++++ Source records ++++
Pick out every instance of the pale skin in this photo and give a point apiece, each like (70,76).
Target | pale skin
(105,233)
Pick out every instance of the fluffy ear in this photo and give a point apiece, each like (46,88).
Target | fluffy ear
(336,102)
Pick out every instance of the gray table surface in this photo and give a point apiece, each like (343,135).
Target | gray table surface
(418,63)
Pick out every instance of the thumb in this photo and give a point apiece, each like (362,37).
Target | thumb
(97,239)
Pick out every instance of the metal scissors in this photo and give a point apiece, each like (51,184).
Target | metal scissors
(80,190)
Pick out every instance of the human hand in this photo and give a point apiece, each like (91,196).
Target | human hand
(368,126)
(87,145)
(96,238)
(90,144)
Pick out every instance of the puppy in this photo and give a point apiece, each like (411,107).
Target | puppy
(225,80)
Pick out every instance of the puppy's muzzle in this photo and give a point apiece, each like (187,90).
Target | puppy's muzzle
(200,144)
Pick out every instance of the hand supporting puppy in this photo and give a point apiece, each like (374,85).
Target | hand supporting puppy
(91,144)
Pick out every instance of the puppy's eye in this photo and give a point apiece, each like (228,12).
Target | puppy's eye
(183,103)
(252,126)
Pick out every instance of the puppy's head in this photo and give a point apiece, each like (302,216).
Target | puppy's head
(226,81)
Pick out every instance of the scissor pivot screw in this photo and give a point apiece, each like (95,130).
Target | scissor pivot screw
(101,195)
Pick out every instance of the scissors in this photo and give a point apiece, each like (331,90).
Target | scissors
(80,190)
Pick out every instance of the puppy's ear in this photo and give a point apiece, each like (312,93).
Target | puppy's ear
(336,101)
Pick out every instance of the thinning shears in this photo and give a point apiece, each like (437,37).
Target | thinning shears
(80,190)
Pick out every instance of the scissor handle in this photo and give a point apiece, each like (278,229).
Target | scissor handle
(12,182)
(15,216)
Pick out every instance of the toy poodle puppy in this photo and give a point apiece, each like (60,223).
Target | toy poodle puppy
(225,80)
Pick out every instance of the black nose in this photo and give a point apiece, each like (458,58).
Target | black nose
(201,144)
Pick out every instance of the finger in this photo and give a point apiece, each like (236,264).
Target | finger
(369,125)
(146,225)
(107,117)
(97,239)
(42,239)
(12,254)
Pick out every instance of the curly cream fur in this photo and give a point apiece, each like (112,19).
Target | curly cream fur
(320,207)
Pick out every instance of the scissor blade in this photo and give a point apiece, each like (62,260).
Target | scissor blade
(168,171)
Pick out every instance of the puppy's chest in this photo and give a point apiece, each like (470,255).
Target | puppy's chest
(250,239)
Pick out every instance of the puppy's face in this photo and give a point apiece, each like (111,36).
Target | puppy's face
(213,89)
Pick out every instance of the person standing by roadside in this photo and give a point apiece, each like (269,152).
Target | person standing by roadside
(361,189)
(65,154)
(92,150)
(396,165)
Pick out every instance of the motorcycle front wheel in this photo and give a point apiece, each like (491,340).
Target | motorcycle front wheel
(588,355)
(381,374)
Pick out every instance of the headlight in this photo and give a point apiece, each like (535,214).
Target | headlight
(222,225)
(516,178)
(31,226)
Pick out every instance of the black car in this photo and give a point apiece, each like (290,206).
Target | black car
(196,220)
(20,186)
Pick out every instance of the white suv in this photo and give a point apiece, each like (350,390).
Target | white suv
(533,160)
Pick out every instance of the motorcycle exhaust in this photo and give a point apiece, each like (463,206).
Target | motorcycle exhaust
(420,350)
++++
- [Instructions to follow] Starting from the line containing "Pick out every instance of the motorcycle front" and ending with the final line of the data, reproduce each line exactly as it appears, including no other lines.

- [Solution]
Pick out every instance of the motorcycle front wheel in this photo and give a point apiece, each like (491,340).
Target | motorcycle front wheel
(588,355)
(381,374)
Pick out every instance of the headlight in this photo and give a point apiece, each like (535,214).
Target | headlight
(222,225)
(516,178)
(31,226)
Pick out every instance of the black car in this photo and give a point apiece, each like (290,206).
Target | black car
(196,220)
(20,186)
Pick out every instance of the white suv in this photo and give a point apiece, each like (350,390).
Target | white suv
(533,160)
Pick out every instance of the motorcycle exhaust in this photo and give a point apiece, each like (463,206).
Target | motorcycle exhaust
(420,350)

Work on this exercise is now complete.